PASSAGE FOR REVIEW:
----------

Last week, a Superior Court judge issued a ruling that could stop Don Chiofaro from building a 600-foot tower on the edge of the Boston waterfront.
Of course, anyone who knows Chiofaro also knows he’s unlikely to let that be the final word on his dream project. He’s as stubborn and obsessed as ever with his vision for the city. And given the shadow of itself that Boston is right now, maybe that’s not so bad.
Chiofaro has been fighting for a grand and often controversial vision of Boston since the early 1980s, when he first pitched a plan to develop the tall towers that turned into International Place. He has survived downturns and recessions and a slew of opponents who don’t like his style and ego — and especially dislike his quest to build a huge skyscraper on the site of the Boston Harbor Garage, near the New England Aquarium.
Local residents, conservation activists, and most famously, Mayor Thomas M. Menino did all they could to thwart that project. During the subsequent tenure of Mayor Martin J. Walsh, Chiofaro won over city planners and got approval from the state in 2018. But the Conservation Law Foundation and residents of the Harbor Towers condominium complex filed a lawsuit against it. And last week Superior Court Judge Brian Davis ruled that the state Department of Environmental Protection wrongly delegated sign-off on the downtown municipal harbor plan, which includes Chiofaro’s tower, to the secretary of energy and environmental affairs. That rendered “null and void” the green light given to Chiofaro, Davis wrote. In a statement, The Chiofaro Company said it’s reviewing the decision and noted that “it’s not a ruling on the merits of the Harbor Garage or any other project.”
I’m not a fan of Chiofaro’s cloud-scraping waterfront tower. Yet I do admire his tenacity and continued belief in Boston, at a time when cities need believers. A year ago, the coronavirus pandemic drove white-collar workers from office buildings to home offices, and most have not returned. In December, The Wall Street Journal called Boston a “pandemic ghost town.” In March, Boston’s downtown office buildings were seeing about a 12 percent occupancy, the Boston Business Journal reported. Meanwhile, new mixed-use projects valued at over $1 billion are planned or currently underway for downtown Boston, according to the Downtown Boston Business Improvement District. Any sign of faith in urban life should be welcome.

----------

TASKS FOR THIS EXERCISE:
1 – Reproduce word for word the part of the column on Don Chiofaro's tower that begins with the words containing "Chiofaro has been" and ends with "New England Aquarium.".
2 – Answer these from the column on Don Chiofaro's tower:
(a) How tall is the tower Chiofaro wants to build?
(b) What is the name of the judge who issued last week's ruling?
(c) According to the Boston Business Journal, what occupancy were Boston's downtown office buildings seeing in March?
The rows that come next play no part in what is asked here.

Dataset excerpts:

----------

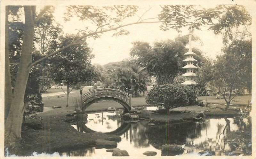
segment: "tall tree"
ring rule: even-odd
[[[52,45],[51,49],[56,50],[66,46],[77,36],[74,35],[60,36],[60,44],[57,45]],[[91,63],[91,60],[94,57],[94,55],[86,42],[81,44],[66,49],[49,59],[50,77],[62,89],[61,83],[63,83],[67,86],[66,92],[62,90],[66,95],[67,107],[68,106],[69,93],[74,87],[79,82],[85,83],[92,80],[98,75],[95,67]]]
[[[212,77],[227,103],[227,110],[236,96],[251,89],[251,41],[234,40],[223,52],[214,63]]]
[[[130,55],[142,67],[146,67],[158,85],[172,83],[174,77],[183,71],[182,61],[186,48],[180,42],[156,42],[152,48],[147,43],[132,44]]]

----------

TASK RESPONSES:
1 –
Chiofaro has been fighting for a grand and often controversial vision of Boston since the early 1980s, when he first pitched a plan to develop the tall towers that turned into International Place. He has survived downturns and recessions and a slew of opponents who don’t like his style and ego — and especially dislike his quest to build a huge skyscraper on the site of the Boston Harbor Garage, near the New England Aquarium.

2 –
(a) 600 feet.
(b) Brian Davis.
(c) About 12 percent.